From Eve Ewing in Ghosts in the Schoolyard: Racism and School Closings on Chicago’s South Side:  “(W)hat do school closures and their disproportionate clustering in communities like Bronzeville, tell us about a fundamental devaluation of African American children, their families, and black life in general?… There is the symbolic weight of a school as a bastion of community pride, and also the fear that losing the school means conceding a battle in a much larger ideological war over the future of a city and who gets to claim it… (I)n expanding the frame within which we see school closure as a policy decision, we find ourselves with a new series of questions…. These questions, I contend, need to be asked about Chicago’s school closures, about school closures anywhere. In fact, they are worth asking when considering virtually any educational policy decision:  What is the history that has brought us to this moment?  How can we learn more about that history from those who have lived it?  What does this institution represent for the communities closest to it?  Who gets to make the decisions here, and how do power, race, and identity inform the answer to that question?” (pp. 158-159)

Point labeling examples
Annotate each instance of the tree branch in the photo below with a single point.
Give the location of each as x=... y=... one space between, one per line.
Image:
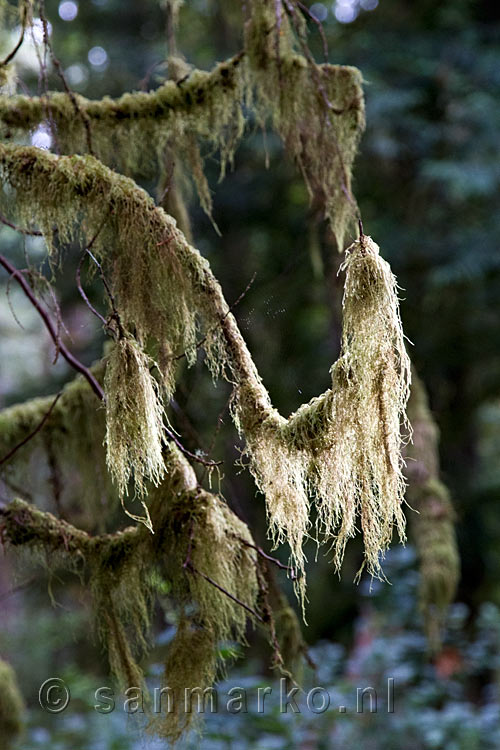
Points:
x=70 y=358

[CHALLENGE 1]:
Please answer these from the passage on school closures above the rows, one line each:
(a) Which community is named as a place where school closures cluster?
(b) What is a school described as a bastion of?
(c) Which pages are cited at the end?
[CHALLENGE 2]:
Decide whether each statement agrees with the passage on school closures, answering yes or no and quoting the words from it that settle the point:
(a) The questions are meant to apply only to Chicago's school closures.
(b) Losing a school is linked to a fear of conceding a battle in a larger ideological war.
(c) One of the listed questions asks who gets to make the decisions.

[CORRECT ANSWER 1]:
(a) Bronzeville
(b) Community pride
(c) Pages 158-159

[CORRECT ANSWER 2]:
(a) No: "These questions, I contend, need to be asked about Chicago’s school closures, about school closures anywhere."
(b) Yes: "the fear that losing the school means conceding a battle in a much larger ideological war over the future of a city and who gets to claim it"
(c) Yes: "Who gets to make the decisions here, and how do power, race, and identity inform the answer to that question?"